▸ **SET PROBLEM**
Please pull out each of the rows below and reproduce every one of them word for word.

═════ EXTRACTED DATA ═════

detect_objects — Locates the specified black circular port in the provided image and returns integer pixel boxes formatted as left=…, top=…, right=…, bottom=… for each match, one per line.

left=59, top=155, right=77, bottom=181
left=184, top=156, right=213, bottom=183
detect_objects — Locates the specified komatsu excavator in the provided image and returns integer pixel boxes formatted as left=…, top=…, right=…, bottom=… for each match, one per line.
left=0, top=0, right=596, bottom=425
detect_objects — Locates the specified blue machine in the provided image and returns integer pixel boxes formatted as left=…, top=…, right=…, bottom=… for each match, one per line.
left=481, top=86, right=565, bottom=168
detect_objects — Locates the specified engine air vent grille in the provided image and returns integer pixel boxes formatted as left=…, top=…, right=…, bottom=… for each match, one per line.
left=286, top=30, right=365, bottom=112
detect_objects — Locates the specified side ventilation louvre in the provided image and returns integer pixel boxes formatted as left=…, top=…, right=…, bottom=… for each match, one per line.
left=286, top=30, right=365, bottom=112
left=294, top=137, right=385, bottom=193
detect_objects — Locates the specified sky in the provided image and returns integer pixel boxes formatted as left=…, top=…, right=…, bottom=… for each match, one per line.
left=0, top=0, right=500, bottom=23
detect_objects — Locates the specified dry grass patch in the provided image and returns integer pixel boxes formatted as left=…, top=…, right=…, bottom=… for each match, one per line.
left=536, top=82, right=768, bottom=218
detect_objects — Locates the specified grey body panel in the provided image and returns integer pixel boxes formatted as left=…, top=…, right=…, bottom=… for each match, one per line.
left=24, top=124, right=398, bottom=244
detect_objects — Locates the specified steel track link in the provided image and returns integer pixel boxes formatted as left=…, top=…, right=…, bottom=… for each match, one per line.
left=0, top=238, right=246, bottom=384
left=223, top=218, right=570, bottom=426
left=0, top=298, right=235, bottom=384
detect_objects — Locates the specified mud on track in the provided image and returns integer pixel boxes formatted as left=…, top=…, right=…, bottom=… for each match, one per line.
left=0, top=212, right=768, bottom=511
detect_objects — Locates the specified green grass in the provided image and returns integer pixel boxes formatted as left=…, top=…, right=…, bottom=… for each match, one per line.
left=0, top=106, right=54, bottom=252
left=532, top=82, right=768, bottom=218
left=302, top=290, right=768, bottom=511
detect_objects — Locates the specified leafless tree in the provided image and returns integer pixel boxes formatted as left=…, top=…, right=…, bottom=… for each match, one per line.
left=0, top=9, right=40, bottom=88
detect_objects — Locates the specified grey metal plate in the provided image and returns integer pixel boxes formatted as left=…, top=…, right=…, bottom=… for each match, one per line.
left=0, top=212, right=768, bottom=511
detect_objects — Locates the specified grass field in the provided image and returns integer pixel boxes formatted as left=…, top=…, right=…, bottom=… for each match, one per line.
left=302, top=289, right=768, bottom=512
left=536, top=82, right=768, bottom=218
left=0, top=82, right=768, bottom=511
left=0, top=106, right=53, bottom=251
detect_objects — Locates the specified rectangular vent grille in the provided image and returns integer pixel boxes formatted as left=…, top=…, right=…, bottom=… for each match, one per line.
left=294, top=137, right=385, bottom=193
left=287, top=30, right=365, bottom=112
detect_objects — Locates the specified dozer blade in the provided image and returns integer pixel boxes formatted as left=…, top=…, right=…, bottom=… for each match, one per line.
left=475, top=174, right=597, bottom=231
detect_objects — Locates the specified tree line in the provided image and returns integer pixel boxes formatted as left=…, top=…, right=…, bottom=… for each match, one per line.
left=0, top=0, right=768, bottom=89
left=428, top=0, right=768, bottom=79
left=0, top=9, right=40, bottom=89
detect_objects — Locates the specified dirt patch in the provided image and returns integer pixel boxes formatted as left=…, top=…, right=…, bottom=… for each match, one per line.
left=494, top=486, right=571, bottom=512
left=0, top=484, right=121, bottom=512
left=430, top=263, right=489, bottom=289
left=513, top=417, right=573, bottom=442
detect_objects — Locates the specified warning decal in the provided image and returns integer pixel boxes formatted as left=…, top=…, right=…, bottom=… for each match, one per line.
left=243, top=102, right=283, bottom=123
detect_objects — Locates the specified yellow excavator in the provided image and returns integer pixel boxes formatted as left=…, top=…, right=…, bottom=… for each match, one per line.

═════

▸ **SOLUTION**
detect_objects — Locates the specified black circular port in the provided image and returns integer pixel boxes formatted as left=…, top=…, right=…, bottom=… for each match, one per line.

left=59, top=155, right=77, bottom=181
left=184, top=156, right=213, bottom=183
detect_objects — Locates the specified komatsu excavator in the provided image and returns integer pixel boxes formatted as left=…, top=…, right=…, bottom=… for each match, one per line.
left=0, top=0, right=596, bottom=425
detect_objects — Locates the specified blue machine in the provided image and returns integer pixel boxes formatted as left=…, top=…, right=…, bottom=… for each match, one per line.
left=481, top=86, right=565, bottom=168
detect_objects — Locates the specified engine air vent grille in the provided image and returns integer pixel boxes formatted as left=…, top=…, right=…, bottom=… for each match, one per line.
left=286, top=30, right=365, bottom=112
detect_objects — Locates the specified side ventilation louvre in the provided image and returns integer pixel boxes formatted as left=…, top=…, right=…, bottom=… for each match, one per line.
left=286, top=30, right=365, bottom=112
left=294, top=137, right=385, bottom=193
detect_objects — Locates the specified sky in the provided image and returns integer pixel boxes formatted as left=…, top=…, right=…, bottom=… for each match, one per line.
left=0, top=0, right=500, bottom=23
detect_objects — Locates the specified dry grass patch in the provided image and returns integer pixel boxes formatted as left=…, top=…, right=…, bottom=… for each match, one per line.
left=536, top=82, right=768, bottom=218
detect_objects — Locates the specified grey body panel in the provided image and returns integer pixel boxes formatted as left=…, top=…, right=…, bottom=… for each match, one per line.
left=24, top=124, right=398, bottom=244
detect_objects — Locates the specified steel track link in the provided image and returns integer pixel boxes formatted as left=…, top=…, right=…, bottom=… for each match, one per line.
left=0, top=238, right=246, bottom=384
left=223, top=218, right=570, bottom=426
left=0, top=298, right=235, bottom=384
detect_objects — Locates the specified mud on track in the provided image and returns integer pixel boxes formatted as left=…, top=…, right=…, bottom=… for each match, one per line.
left=0, top=212, right=768, bottom=511
detect_objects — Locates the specified green grass in the provided image and returns integer pixel boxes formatted as left=…, top=…, right=…, bottom=… for each match, one per line.
left=0, top=106, right=54, bottom=252
left=532, top=82, right=768, bottom=218
left=302, top=290, right=768, bottom=511
detect_objects — Locates the specified leafless tree in the provided image and returns integer pixel boxes formatted as left=…, top=…, right=…, bottom=… for each match, one per line.
left=0, top=9, right=40, bottom=88
detect_objects — Locates the specified grey metal plate in the provided image and returns integer pixel boxes formatted as left=…, top=…, right=…, bottom=… for each match, one per line.
left=0, top=212, right=768, bottom=511
detect_objects — Locates the specified grass field in the provided image and returns integer pixel boxes formatted as left=…, top=…, right=…, bottom=… for each match, one per line.
left=302, top=289, right=768, bottom=512
left=536, top=82, right=768, bottom=218
left=0, top=82, right=768, bottom=511
left=0, top=106, right=53, bottom=251
detect_objects — Locates the specified rectangular vent grille in the provided image and returns integer pixel boxes formatted as left=…, top=…, right=…, bottom=… for each match, one per line.
left=294, top=137, right=385, bottom=193
left=287, top=30, right=365, bottom=112
detect_objects — Locates the specified dozer blade in the provided image and returns integer pixel boxes formatted as left=…, top=…, right=…, bottom=… for each match, one per line.
left=475, top=174, right=597, bottom=231
detect_objects — Locates the specified tree line in the provided image and returns integer pixel boxes formatted as left=…, top=…, right=…, bottom=… for each match, one per line.
left=0, top=0, right=768, bottom=89
left=428, top=0, right=768, bottom=79
left=0, top=9, right=40, bottom=89
detect_objects — Locates the specified dirt patch in the provided image and returns integer pixel boxes formatted as left=…, top=…, right=…, bottom=… for each match, one per line.
left=494, top=486, right=571, bottom=512
left=0, top=484, right=121, bottom=512
left=430, top=263, right=489, bottom=289
left=513, top=417, right=573, bottom=442
detect_objects — Locates the specified warning decal in the provided image and returns integer pixel boxes formatted as left=…, top=…, right=…, bottom=… for each match, one per line.
left=243, top=102, right=283, bottom=123
detect_objects — Locates the specified yellow excavator in the provided image and returns integer pixel boxes formatted as left=…, top=…, right=…, bottom=… for each match, one per line.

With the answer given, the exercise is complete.